*WRITTEN PROBLEM*
Copy every line below, multiplying each x and y vertex coordinate in the outline lists by 1.9 and rounding to the nearest whole number, with halves rounded up. Keep all other text unchanged.

*SUPPLIED MATERIAL*
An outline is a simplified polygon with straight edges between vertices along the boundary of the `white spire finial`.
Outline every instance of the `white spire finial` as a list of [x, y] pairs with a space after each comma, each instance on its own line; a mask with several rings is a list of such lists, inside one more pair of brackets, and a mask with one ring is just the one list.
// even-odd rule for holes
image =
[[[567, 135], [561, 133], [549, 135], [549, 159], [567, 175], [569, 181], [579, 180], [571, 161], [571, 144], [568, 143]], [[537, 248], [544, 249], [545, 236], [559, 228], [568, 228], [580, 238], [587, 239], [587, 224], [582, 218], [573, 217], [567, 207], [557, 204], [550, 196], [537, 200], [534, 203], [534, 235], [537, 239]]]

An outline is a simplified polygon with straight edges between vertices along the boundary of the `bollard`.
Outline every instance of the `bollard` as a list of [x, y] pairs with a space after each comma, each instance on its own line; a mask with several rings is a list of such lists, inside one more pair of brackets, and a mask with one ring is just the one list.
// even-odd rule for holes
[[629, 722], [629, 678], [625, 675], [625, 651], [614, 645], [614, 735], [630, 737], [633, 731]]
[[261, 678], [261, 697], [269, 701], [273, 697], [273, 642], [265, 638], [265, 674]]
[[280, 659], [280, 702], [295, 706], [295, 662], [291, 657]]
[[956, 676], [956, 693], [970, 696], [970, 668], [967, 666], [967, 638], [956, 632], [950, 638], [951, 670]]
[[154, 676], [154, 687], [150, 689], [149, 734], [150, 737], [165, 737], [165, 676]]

*THE RESULT*
An outline is a simplified polygon with straight edges between vertices along the boundary of the `white spire finial`.
Outline every instance of the `white spire finial` as a list of [x, y] pairs with a space after each comma, each instance on its own line; a mask with several rings is a list of such lists, inside one more pair of brackets, and a mask with one ring is just the one list.
// even-odd rule for holes
image =
[[[1077, 257], [1066, 253], [1043, 257], [1043, 302], [1077, 333], [1081, 344], [1100, 342], [1085, 306], [1085, 274], [1079, 272]], [[1020, 471], [1034, 473], [1036, 448], [1062, 433], [1079, 433], [1102, 452], [1115, 454], [1115, 426], [1106, 414], [1089, 412], [1077, 393], [1058, 388], [1045, 372], [1020, 380], [1015, 386], [1015, 447], [1020, 454]]]

An outline is a simplified polygon with straight edges between vertices along the boundary of the `bollard`.
Outline every instance of the `bollard` as a list of [x, y] pairs with a space after each comma, each instance on its own line; a mask with several rings is a list of such lists, inside one more pair of brackets, and a mask with one ring is just the one list.
// even-odd rule for holes
[[1195, 1372], [1195, 1288], [1188, 1283], [1188, 1237], [1167, 1226], [1167, 1397], [1197, 1400], [1203, 1389]]
[[496, 1288], [496, 1324], [511, 1332], [519, 1324], [519, 1220], [504, 1212], [504, 1281]]
[[532, 1252], [532, 1334], [561, 1341], [561, 1258], [553, 1248]]
[[1816, 1284], [1816, 1317], [1843, 1322], [1843, 1269], [1837, 1265], [1837, 1212], [1816, 1201], [1805, 1212], [1807, 1273]]
[[293, 1284], [293, 1305], [285, 1309], [283, 1395], [285, 1400], [314, 1400], [314, 1284]]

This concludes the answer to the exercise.